+++ Document segment
I'm tempted to force uppercase for the repository but allow flexibility for interface. By that I mean the repositories store as uppercase and return the data in uppercase, but queries can be mixed case but are turned into uppercase while performing the query. What I don't want is for data to be stored and/or returned in mixed case because that might cause problems down the road.

100% agree. That is what I think we would do as well. An impact on data loading into a repository, as the AA's would need to be converted, but that is a one time cost and makes query optimization much easier. Repository then returns what it has. Repository also converts any AA queries that it gets that are not in the correct case for the repository into the correct case.

I am not 100% sure but I think the Gateway does this translation already, so any queries from the Gateway will be uppercase, even if the user types lower or mixed case.

bcorrie commented 8 months ago

So I think there is no change required to the spec.

Although I don't think this needs to be documented for the end user, this decision should probably be documented for repository and API builders. I will add a comment in the docs...
++++++
§ **Goals**
**a.** Give the listing from the line with "Dear assistant, the user would like the curly" through the line with "[251,167,306,237]" as a two-column CSV with the columns request and box. Make one row per request, and put each request's text and its answer in their own quoted field with line breaks replaced by spaces.
**b.** Take the thread on letter case handling further, starting right after its final sentence.
The listing that follows has no connection to the thread on letter case handling.
+++ Entries supplied
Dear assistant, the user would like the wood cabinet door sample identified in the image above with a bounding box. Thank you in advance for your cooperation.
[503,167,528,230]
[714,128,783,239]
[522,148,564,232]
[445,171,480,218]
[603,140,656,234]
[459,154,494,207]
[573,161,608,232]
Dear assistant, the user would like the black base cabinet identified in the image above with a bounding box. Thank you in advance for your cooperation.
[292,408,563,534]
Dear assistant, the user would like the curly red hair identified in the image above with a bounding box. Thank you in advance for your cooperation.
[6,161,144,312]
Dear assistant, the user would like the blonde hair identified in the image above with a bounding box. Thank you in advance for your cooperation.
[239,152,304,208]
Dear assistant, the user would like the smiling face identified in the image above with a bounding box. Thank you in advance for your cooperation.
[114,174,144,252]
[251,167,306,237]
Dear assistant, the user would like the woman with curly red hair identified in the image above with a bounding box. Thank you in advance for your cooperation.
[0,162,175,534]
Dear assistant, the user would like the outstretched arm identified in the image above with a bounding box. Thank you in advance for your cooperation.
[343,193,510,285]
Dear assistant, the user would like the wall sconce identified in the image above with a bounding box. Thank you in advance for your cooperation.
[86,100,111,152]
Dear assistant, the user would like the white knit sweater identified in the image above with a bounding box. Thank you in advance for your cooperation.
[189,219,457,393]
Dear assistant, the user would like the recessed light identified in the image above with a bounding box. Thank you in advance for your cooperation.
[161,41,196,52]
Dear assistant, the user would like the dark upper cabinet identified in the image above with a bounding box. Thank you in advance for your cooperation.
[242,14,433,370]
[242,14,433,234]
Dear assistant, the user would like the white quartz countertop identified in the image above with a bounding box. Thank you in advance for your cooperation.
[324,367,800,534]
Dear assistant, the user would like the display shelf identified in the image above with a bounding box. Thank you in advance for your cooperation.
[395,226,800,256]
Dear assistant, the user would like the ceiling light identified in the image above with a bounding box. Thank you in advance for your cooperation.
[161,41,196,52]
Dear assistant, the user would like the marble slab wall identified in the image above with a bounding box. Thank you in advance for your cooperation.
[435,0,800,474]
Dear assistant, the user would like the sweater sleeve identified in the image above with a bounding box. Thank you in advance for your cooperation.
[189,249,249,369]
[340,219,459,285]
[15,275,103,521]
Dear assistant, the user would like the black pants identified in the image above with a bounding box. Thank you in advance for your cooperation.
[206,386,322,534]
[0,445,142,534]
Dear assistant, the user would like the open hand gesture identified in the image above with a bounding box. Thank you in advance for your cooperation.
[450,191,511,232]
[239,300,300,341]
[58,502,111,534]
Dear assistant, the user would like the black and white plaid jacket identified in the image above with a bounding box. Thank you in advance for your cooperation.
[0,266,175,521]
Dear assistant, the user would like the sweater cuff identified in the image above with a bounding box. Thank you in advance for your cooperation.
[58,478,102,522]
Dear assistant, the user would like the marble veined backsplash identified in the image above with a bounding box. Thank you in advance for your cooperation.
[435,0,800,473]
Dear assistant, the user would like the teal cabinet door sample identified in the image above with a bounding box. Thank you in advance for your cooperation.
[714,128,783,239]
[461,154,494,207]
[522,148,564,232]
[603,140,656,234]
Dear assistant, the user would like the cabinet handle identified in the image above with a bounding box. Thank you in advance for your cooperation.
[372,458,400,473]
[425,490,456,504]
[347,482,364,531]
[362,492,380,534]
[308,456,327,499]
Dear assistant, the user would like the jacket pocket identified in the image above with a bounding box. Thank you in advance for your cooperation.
++++++
§ **Answers for the tasks**
**a.**
request,box
"Dear assistant, the user would like the curly red hair identified in the image above with a bounding box. Thank you in advance for your cooperation.","[6,161,144,312]"
"Dear assistant, the user would like the blonde hair identified in the image above with a bounding box. Thank you in advance for your cooperation.","[239,152,304,208]"
"Dear assistant, the user would like the smiling face identified in the image above with a bounding box. Thank you in advance for your cooperation.","[114,174,144,252] [251,167,306,237]"

**b.**
schristley commented 8 months ago

Interesting enough, LinkML allows patterns to be defined, and this is a situation where that would be useful because besides wanting to enforce the uppercase convention, only certain letters should be in junction_aa, specifically the letters for amino acids.

JSON schema also supports patterns as well, so we could technically add a pattern to the spec to define this constraint. We've not been using them in the AIRR spec though, so we might want to be cautious about adding before we do some testing with our tool chains. I can think of two scenarios that we need to think more

  1. unproductive rearrangements sometimes have a junction_aa provided with invalid letters like stop codon.
  2. some tools might produce junction_aa going beyond the standard letters and use the letters that cover multiple amino acids. For example, B for Aspartic acid D or Asparagine N. if a user gives a query using B then they might expect it to return results with D and N as well.

Putting my AKC hat on, this falls under both the data modeling work and the validation work. We will want these stricter validation rules in the AKC and as part of the iterative process, and push stuff back into AIRR spec that make sense.

Also the use case of querying with B as described above is something that I intend the AKC to support, but note that will be on Receptors, not on Rearrangement's junction_aa. I don't think the ADC needs to necessarily support that.

schristley commented 8 months ago

@bcorrie this issue is specifically about uppercase and documenting the API, and what you've done is probably sufficient for the V2 and closing it. I'd like not to lose some of my thoughts though, what would you suggest as a process? I'm thinking that we create AK issues to track and later create new AIRR issues when we are ready to push back proposed changes.

bcorrie commented 8 months ago

Docs added, closing this issue.